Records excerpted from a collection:
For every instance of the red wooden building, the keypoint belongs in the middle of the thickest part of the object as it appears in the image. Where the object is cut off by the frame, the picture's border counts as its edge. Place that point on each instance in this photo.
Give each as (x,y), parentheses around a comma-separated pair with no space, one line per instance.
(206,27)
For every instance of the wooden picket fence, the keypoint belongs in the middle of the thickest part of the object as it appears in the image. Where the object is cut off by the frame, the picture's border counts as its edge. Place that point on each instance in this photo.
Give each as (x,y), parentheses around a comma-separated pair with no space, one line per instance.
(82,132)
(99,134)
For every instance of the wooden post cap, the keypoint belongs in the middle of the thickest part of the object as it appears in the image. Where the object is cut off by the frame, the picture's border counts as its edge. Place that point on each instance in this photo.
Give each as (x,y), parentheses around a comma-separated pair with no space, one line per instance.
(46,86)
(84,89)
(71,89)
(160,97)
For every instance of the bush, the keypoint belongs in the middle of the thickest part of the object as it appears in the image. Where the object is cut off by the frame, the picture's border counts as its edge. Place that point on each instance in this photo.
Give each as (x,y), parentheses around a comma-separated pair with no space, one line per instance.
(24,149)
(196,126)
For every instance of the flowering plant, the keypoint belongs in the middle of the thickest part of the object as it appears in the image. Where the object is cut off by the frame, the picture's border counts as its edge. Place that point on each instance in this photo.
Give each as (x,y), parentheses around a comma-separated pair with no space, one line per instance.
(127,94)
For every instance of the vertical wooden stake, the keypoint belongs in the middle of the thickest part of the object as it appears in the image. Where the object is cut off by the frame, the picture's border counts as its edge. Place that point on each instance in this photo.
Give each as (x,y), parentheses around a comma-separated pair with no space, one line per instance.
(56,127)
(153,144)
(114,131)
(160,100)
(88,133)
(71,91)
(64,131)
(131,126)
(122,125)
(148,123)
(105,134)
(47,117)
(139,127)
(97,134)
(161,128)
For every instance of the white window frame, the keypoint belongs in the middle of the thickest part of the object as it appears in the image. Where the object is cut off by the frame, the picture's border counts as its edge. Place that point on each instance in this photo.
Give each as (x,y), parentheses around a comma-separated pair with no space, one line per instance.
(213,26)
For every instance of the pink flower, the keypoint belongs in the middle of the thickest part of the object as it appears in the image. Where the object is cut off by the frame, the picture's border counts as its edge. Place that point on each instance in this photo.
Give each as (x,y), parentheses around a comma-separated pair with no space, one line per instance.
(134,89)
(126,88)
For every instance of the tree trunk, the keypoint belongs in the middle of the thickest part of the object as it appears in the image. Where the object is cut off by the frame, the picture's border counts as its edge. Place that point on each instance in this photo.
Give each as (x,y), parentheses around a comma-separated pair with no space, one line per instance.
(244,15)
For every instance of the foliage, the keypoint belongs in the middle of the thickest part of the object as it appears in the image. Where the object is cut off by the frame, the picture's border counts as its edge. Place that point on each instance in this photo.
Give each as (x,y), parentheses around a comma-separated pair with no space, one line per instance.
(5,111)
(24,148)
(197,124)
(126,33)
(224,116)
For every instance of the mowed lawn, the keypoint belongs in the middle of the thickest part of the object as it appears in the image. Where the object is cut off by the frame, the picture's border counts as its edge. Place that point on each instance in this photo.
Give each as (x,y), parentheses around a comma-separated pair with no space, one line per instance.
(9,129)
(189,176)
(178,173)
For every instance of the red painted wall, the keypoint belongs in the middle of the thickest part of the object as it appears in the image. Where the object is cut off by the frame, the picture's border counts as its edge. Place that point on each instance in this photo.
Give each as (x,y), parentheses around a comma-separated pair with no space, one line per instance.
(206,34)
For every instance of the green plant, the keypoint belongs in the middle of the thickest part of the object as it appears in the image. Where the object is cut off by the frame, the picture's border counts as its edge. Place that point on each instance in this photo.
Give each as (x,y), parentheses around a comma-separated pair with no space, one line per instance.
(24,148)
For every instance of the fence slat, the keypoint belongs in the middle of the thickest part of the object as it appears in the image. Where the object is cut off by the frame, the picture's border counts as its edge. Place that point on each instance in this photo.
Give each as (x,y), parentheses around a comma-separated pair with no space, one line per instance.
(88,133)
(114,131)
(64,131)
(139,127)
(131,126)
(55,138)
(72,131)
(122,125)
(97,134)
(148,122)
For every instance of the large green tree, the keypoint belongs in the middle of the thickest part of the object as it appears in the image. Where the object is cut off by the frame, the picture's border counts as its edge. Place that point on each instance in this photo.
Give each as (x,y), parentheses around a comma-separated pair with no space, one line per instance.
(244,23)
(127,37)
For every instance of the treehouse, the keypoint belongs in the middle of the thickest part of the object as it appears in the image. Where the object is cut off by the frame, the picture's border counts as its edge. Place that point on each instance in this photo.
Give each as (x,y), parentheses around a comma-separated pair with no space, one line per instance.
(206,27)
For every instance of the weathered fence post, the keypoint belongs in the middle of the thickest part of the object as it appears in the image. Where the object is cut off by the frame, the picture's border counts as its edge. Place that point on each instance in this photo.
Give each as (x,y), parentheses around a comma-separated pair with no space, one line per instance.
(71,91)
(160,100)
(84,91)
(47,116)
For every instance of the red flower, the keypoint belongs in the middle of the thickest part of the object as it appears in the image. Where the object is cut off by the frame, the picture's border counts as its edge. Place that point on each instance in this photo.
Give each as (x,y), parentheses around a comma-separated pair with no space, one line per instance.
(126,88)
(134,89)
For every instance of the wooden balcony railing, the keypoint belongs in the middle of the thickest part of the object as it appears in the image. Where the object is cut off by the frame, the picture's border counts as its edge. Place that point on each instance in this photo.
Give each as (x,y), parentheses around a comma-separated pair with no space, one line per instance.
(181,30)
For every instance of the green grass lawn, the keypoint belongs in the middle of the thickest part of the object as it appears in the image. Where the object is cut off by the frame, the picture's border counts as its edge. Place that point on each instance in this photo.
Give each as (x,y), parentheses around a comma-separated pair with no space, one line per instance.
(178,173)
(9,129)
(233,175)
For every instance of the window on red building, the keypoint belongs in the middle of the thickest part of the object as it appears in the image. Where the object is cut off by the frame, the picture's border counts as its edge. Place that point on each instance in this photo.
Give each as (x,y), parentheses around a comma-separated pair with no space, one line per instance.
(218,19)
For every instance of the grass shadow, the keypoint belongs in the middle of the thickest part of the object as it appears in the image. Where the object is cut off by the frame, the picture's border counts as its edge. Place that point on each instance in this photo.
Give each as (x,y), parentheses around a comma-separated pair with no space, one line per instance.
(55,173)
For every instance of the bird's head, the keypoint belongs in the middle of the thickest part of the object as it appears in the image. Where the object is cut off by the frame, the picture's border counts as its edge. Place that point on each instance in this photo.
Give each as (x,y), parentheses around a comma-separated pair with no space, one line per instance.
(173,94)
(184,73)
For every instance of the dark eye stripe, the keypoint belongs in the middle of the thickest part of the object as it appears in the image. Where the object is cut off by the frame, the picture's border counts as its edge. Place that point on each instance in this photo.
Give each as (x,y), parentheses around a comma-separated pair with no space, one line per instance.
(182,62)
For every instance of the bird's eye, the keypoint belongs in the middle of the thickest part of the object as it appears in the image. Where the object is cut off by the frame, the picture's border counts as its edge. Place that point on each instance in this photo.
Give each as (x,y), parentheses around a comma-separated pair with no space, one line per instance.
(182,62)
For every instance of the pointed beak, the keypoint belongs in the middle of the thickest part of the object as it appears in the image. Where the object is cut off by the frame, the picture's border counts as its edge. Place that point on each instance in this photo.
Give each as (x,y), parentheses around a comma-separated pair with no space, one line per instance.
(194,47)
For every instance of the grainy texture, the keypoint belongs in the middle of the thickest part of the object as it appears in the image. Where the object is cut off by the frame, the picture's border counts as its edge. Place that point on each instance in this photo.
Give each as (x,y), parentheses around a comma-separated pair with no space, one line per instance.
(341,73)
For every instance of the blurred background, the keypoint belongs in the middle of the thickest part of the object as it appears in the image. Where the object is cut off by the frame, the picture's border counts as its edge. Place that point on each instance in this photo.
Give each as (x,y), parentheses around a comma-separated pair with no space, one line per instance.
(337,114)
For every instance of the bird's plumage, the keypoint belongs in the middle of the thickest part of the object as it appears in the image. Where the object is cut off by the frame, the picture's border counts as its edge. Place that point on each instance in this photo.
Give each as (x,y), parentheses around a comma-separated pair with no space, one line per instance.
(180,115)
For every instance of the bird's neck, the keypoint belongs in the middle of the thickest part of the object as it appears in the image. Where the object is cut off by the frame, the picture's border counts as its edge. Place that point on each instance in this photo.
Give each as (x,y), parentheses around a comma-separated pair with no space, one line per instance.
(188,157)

What needs to be done = Please count the lines above that contain the string "lawn" and reply with the number alone.

Solved problem = 2